Reproduce every row below verbatim, keeping each character, space, and line break unchanged.

-- start --

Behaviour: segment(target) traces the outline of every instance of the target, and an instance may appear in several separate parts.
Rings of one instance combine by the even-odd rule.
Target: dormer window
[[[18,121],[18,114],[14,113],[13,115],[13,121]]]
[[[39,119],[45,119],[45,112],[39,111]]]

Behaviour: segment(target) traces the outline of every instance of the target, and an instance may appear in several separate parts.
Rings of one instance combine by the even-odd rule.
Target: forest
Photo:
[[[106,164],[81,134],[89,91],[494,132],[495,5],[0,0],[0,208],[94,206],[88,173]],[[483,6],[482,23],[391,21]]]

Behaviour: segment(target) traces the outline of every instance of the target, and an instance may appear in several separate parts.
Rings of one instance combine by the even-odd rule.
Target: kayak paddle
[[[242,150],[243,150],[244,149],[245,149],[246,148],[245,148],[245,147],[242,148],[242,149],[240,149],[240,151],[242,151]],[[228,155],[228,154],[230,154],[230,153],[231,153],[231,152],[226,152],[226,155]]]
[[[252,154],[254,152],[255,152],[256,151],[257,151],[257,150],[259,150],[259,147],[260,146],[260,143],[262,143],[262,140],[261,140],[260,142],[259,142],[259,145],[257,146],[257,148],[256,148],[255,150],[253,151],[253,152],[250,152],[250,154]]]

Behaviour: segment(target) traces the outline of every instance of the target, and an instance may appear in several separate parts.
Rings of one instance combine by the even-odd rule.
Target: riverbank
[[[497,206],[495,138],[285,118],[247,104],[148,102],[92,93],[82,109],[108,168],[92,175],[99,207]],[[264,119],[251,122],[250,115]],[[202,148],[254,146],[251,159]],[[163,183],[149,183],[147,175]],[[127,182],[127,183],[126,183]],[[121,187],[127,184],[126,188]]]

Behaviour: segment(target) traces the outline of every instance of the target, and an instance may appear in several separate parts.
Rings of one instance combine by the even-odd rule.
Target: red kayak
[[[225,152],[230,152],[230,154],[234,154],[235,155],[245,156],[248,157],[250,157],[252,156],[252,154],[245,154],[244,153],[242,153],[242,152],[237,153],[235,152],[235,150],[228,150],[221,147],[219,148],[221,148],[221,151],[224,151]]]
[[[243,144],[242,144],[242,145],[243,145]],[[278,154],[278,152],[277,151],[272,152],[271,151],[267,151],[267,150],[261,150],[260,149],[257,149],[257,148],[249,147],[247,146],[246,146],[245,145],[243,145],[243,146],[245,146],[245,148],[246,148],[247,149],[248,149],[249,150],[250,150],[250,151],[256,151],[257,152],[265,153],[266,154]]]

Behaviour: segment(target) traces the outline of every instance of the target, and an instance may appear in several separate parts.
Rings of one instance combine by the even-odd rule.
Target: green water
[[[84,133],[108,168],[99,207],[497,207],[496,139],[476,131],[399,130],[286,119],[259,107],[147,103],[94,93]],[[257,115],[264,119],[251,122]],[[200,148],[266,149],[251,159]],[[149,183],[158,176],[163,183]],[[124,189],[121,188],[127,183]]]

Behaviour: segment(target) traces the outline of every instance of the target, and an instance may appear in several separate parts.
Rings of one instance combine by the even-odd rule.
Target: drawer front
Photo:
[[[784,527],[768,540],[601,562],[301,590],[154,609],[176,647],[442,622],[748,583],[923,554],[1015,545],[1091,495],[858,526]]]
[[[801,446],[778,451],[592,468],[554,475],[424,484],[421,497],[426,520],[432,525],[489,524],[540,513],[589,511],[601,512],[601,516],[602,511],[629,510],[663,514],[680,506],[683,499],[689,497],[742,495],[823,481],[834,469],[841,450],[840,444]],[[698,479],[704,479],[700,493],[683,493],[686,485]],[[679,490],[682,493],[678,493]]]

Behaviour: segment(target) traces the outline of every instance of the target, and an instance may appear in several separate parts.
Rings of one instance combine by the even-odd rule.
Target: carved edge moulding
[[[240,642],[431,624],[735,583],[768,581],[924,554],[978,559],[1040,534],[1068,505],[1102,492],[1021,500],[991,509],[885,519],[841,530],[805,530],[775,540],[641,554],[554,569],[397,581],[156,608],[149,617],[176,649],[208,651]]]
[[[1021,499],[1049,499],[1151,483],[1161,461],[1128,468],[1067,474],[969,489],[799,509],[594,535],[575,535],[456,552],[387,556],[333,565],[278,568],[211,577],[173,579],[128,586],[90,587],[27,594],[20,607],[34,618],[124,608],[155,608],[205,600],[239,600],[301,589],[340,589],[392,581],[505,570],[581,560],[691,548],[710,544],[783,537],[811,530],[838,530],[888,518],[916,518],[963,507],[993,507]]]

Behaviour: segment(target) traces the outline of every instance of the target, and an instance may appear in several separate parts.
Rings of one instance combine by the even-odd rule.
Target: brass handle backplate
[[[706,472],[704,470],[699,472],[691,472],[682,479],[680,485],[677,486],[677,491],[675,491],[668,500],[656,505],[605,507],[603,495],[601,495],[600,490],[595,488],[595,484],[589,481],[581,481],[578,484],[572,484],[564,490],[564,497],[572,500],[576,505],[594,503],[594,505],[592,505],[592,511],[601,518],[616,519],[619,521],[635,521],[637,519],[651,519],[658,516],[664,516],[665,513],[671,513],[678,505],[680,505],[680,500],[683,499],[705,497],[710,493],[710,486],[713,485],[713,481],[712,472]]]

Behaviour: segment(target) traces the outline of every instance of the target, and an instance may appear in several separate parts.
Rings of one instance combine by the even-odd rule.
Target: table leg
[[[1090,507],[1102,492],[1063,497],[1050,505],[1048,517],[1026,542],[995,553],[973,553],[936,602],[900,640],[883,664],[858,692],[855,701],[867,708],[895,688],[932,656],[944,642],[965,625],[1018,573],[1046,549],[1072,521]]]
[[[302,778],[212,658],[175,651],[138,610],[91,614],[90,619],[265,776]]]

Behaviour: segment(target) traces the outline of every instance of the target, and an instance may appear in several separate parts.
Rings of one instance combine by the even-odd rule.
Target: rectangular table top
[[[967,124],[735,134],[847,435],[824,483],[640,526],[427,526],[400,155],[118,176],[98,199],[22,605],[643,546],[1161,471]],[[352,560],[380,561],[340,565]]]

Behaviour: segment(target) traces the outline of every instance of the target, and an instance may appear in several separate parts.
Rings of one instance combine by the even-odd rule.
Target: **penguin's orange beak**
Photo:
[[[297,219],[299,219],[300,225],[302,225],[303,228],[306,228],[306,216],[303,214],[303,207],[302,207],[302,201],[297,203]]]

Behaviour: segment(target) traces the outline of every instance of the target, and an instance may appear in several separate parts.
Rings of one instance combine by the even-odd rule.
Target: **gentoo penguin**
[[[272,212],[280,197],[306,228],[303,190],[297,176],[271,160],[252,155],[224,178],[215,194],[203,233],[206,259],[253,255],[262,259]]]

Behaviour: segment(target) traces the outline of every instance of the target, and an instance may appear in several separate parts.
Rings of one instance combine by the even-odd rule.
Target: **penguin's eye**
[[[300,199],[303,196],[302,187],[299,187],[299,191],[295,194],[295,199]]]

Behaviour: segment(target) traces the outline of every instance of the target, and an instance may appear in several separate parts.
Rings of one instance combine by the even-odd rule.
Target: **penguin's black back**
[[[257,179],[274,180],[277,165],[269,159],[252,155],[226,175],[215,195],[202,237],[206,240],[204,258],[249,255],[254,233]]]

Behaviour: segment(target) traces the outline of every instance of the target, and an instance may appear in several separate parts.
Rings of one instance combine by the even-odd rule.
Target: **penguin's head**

-- end --

• **Problem solution**:
Behaviour: segment(target) traces the outline of every instance of the target, and an instance may appear in several separate parts.
Rings of one instance combine by the even-odd rule.
Target: dormer window
[[[18,121],[18,114],[14,113],[13,115],[13,121]]]
[[[39,119],[45,119],[45,112],[39,111]]]

Behaviour: segment(target) traces the outline of every instance of the target, and an instance may appear in several separate parts.
Rings of one instance combine by the even-odd rule.
Target: forest
Photo:
[[[106,164],[81,134],[89,91],[494,132],[495,5],[0,0],[0,208],[94,206],[88,173]],[[483,6],[482,23],[391,21]]]

Behaviour: segment(target) traces the outline of every instance of the target, and an instance may appear in several separate parts.
Rings of one instance combine by the even-odd rule.
Target: kayak paddle
[[[242,150],[243,150],[244,149],[245,149],[246,148],[245,148],[245,147],[242,148],[242,149],[240,149],[240,151],[242,151]],[[228,155],[228,154],[230,154],[230,153],[231,153],[231,152],[226,152],[226,155]]]
[[[252,154],[254,152],[255,152],[256,151],[257,151],[257,150],[259,150],[259,147],[260,146],[260,143],[262,143],[262,140],[261,140],[260,142],[259,142],[259,145],[257,146],[257,148],[256,148],[255,150],[253,151],[253,152],[250,152],[250,154]]]

Behaviour: segment(target) traces the outline of every instance of the target, and an instance may appear in several separate parts.
Rings of one instance combine by the even-odd rule.
Target: riverbank
[[[497,206],[495,138],[285,118],[247,104],[148,102],[92,93],[82,109],[108,168],[92,175],[99,207]],[[264,119],[251,122],[250,115]],[[202,148],[254,146],[251,159]],[[163,183],[149,183],[147,175]],[[127,182],[127,183],[126,183]],[[121,187],[127,184],[126,188]]]

Behaviour: segment(target) traces the outline of every instance of the target, and an instance may appear in several separate parts.
Rings of one instance combine by the even-odd rule.
Target: red kayak
[[[225,152],[230,152],[230,154],[234,154],[235,155],[245,156],[248,157],[250,157],[252,156],[252,154],[245,154],[244,153],[242,153],[242,152],[237,153],[235,152],[235,150],[228,150],[221,147],[219,148],[221,148],[221,151],[224,151]]]
[[[243,144],[242,144],[242,145],[243,145]],[[278,154],[278,152],[277,151],[272,152],[271,151],[267,151],[267,150],[261,150],[260,149],[257,149],[257,148],[249,147],[247,146],[246,146],[245,145],[243,145],[243,146],[245,146],[245,148],[246,148],[247,149],[248,149],[249,150],[250,150],[250,151],[256,151],[257,152],[265,153],[266,154]]]

Behaviour: segment(target) traces the outline of every instance of the target, and an instance may appear in several separate parts.
Rings of one instance combine by the even-odd rule.
Target: green water
[[[84,133],[108,168],[99,207],[497,207],[496,139],[476,131],[399,130],[286,119],[259,107],[147,103],[94,93]],[[257,115],[264,119],[251,122]],[[200,148],[266,149],[251,159]],[[149,183],[158,176],[163,183]],[[124,189],[121,188],[127,183]]]

Behaviour: segment(target) traces the outline of every instance of the target, and an instance may appear in several separate parts.
Rings of one instance combine by the even-odd rule.
Target: drawer front
Photo:
[[[784,527],[768,540],[601,562],[301,590],[154,609],[176,647],[442,622],[748,583],[923,554],[1015,545],[1091,495],[858,526]]]
[[[801,446],[778,451],[592,468],[554,475],[424,484],[421,497],[426,520],[432,525],[489,524],[540,513],[589,511],[601,512],[601,516],[602,511],[629,510],[663,514],[680,506],[683,499],[689,497],[742,495],[823,481],[834,469],[841,450],[840,444]],[[698,479],[704,479],[700,493],[683,493],[686,485]],[[679,490],[682,493],[678,493]]]

Behaviour: segment(target) traces the outline of every instance of the target, and an instance may appear in several separate parts.
Rings of one instance combine by the even-odd rule.
Target: carved edge moulding
[[[240,642],[431,624],[735,583],[768,581],[924,554],[978,559],[1040,534],[1068,505],[1102,492],[1021,500],[991,509],[885,519],[841,530],[805,530],[775,540],[641,554],[554,569],[397,581],[156,608],[149,617],[176,649],[208,651]]]
[[[1021,499],[1049,499],[1151,483],[1161,461],[1128,468],[1067,474],[969,489],[799,509],[594,535],[575,535],[456,552],[387,556],[333,565],[278,568],[211,577],[173,579],[128,586],[90,587],[27,594],[20,607],[34,618],[124,608],[155,608],[205,600],[239,600],[301,589],[340,589],[392,581],[505,570],[581,560],[691,548],[710,544],[783,537],[811,530],[838,530],[888,518],[916,518],[963,507],[993,507]]]

Behaviour: segment(target) traces the outline of every instance of the target, and an instance may appear in several separate parts.
Rings of one instance combine by the even-odd rule.
Target: brass handle backplate
[[[706,472],[704,470],[699,472],[691,472],[682,479],[680,485],[677,486],[677,491],[675,491],[668,500],[656,505],[605,507],[603,495],[601,495],[600,490],[595,488],[595,484],[589,481],[581,481],[578,484],[572,484],[564,490],[564,497],[572,500],[576,505],[594,503],[594,505],[592,505],[592,511],[601,518],[616,519],[619,521],[635,521],[637,519],[651,519],[658,516],[664,516],[665,513],[671,513],[678,505],[680,505],[680,500],[683,499],[705,497],[710,493],[710,486],[713,485],[713,481],[712,472]]]

Behaviour: segment(target) traces the outline of every instance of the target, and an instance may appear in several separate parts.
Rings of one instance combine by the even-odd rule.
Target: table leg
[[[1090,507],[1102,492],[1063,497],[1050,505],[1048,517],[1026,542],[995,553],[973,553],[936,602],[900,640],[883,664],[858,692],[855,701],[867,708],[895,688],[932,656],[944,642],[965,625],[1018,573],[1046,549],[1072,521]]]
[[[302,778],[212,658],[175,651],[138,610],[91,614],[90,619],[265,776]]]

Behaviour: segment(target) traces the outline of every instance of the target, and an instance may appear in several separate parts.
Rings of one instance combine by the even-odd rule.
Target: rectangular table top
[[[967,124],[735,134],[847,435],[824,483],[640,526],[427,526],[400,155],[118,176],[98,199],[22,605],[643,546],[1161,471]],[[352,560],[380,561],[340,565]]]

Behaviour: segment(target) traces the outline of every instance of the target, and an instance may appear in several separate parts.
Rings of one instance combine by the even-odd rule.
Target: **penguin's orange beak**
Photo:
[[[297,219],[299,219],[300,225],[302,225],[303,228],[306,228],[306,216],[303,214],[303,207],[302,207],[302,201],[297,203]]]

Behaviour: segment(target) traces the outline of every instance of the target, and an instance may appear in several separate parts.
Rings of one instance combine by the even-odd rule.
Target: **gentoo penguin**
[[[272,212],[280,197],[306,228],[303,190],[297,176],[271,160],[252,155],[224,178],[215,194],[203,233],[206,259],[253,255],[262,259]]]

Behaviour: segment(target) traces the outline of every instance of the target, and an instance may appear in several separate parts.
Rings of one instance combine by the even-odd rule.
Target: **penguin's eye**
[[[300,199],[303,196],[302,187],[299,187],[299,191],[295,194],[295,199]]]

Behaviour: segment(target) traces the outline of every instance of the target, and an instance may appear in several separate parts.
Rings of one instance combine by the even-odd rule.
Target: **penguin's black back**
[[[257,179],[274,180],[277,165],[269,159],[252,155],[226,175],[215,195],[202,237],[206,240],[204,258],[249,255],[254,233]]]

Behaviour: segment(target) traces the outline of every instance of the target, and an instance may appear in several separate parts.
Rings of one instance combine by the even-odd rule.
Target: **penguin's head**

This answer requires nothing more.